■ Data items ■

•••

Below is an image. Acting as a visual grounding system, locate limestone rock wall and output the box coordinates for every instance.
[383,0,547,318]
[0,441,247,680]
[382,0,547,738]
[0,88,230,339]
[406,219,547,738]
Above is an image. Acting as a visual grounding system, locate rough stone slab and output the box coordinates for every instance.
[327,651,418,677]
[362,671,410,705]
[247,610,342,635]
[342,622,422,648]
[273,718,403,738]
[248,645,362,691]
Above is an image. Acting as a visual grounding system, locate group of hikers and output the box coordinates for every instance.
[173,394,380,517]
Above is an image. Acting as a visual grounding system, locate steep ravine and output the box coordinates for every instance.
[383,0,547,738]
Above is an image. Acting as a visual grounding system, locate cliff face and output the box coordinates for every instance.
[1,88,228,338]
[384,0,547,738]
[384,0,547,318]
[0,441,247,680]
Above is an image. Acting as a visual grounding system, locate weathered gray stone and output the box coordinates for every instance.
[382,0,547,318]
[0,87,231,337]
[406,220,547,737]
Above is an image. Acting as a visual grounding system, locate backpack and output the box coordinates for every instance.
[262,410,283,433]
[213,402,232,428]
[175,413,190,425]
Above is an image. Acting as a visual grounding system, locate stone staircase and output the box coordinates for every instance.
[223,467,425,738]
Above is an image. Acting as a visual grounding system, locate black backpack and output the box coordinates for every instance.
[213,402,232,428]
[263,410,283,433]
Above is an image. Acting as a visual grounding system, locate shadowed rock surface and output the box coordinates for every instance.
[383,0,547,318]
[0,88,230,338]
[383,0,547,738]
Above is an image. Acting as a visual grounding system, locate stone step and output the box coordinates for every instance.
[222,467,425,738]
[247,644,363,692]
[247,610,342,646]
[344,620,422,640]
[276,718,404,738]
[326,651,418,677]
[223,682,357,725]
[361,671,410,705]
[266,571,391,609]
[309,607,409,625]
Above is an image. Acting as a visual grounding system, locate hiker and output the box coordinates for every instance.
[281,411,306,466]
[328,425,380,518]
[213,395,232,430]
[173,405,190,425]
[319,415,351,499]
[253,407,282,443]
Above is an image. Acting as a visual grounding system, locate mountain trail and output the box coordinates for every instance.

•••

Extract each line from the records above and copy all of them verbatim, in their original order.

Below is an image. Acting as a visual grounding system, locate limestone rock wall and output the box coordinates for every instance.
[383,0,547,318]
[0,441,247,680]
[382,0,547,738]
[0,88,230,339]
[406,219,547,738]
Above is an image. Acting as a visual grounding system, locate rough stone slab and output the box coordinates for every instance.
[327,651,418,677]
[362,671,410,705]
[247,610,342,635]
[342,622,422,648]
[273,718,403,738]
[248,645,362,691]
Above is an image. Acting as a visual grounding system, locate group of hikers and output the box coordinates for every instance.
[173,394,380,517]
Above is an image. Acting as a visual grounding system, locate steep ravine and output the box coordinates for every instance.
[383,0,547,738]
Above is an image. Acting as a visual grounding system, locate cliff face and output the box coordinates for every instance.
[1,88,228,338]
[384,0,547,738]
[384,0,547,318]
[0,441,247,680]
Above is an image. Acting as a visual grounding system, locate weathered gray stone and output the box coordinates for every instance.
[382,0,547,318]
[0,87,231,337]
[406,220,547,737]
Above is an image. Acting as a visual grounding system, locate backpack and output the box coordinates for every instance.
[262,410,283,433]
[213,402,232,428]
[175,413,190,425]
Above is an image. Acting as a visual grounding system, locate stone staircase and output the box coordinates for every instance.
[223,467,425,738]
Above is an image. Acting as a visual grounding system, locate black backpack and output the box coordinates for every instance.
[213,402,232,428]
[263,410,283,433]
Above is an image. Acting as a visual grounding system, locate shadowed rock surface and output the box coordinates for every instance.
[383,0,547,318]
[0,88,230,338]
[383,0,547,738]
Above is an image. Acting as a visual grounding system, locate stone step and output the box coordinates for every instance.
[222,467,425,738]
[247,644,363,692]
[247,610,342,646]
[344,620,422,640]
[276,718,404,738]
[326,651,418,677]
[223,682,357,725]
[361,671,410,705]
[266,571,391,609]
[309,607,409,625]
Above is an image. Acting as a visual grounding system, locate hiker and output the box coordinates for every instance.
[281,411,306,466]
[328,425,380,518]
[213,395,232,430]
[173,405,190,425]
[319,415,351,499]
[253,407,282,443]
Above is an image. Acting as a visual grounding system, locate mountain trail and output the box coordinates for every instance.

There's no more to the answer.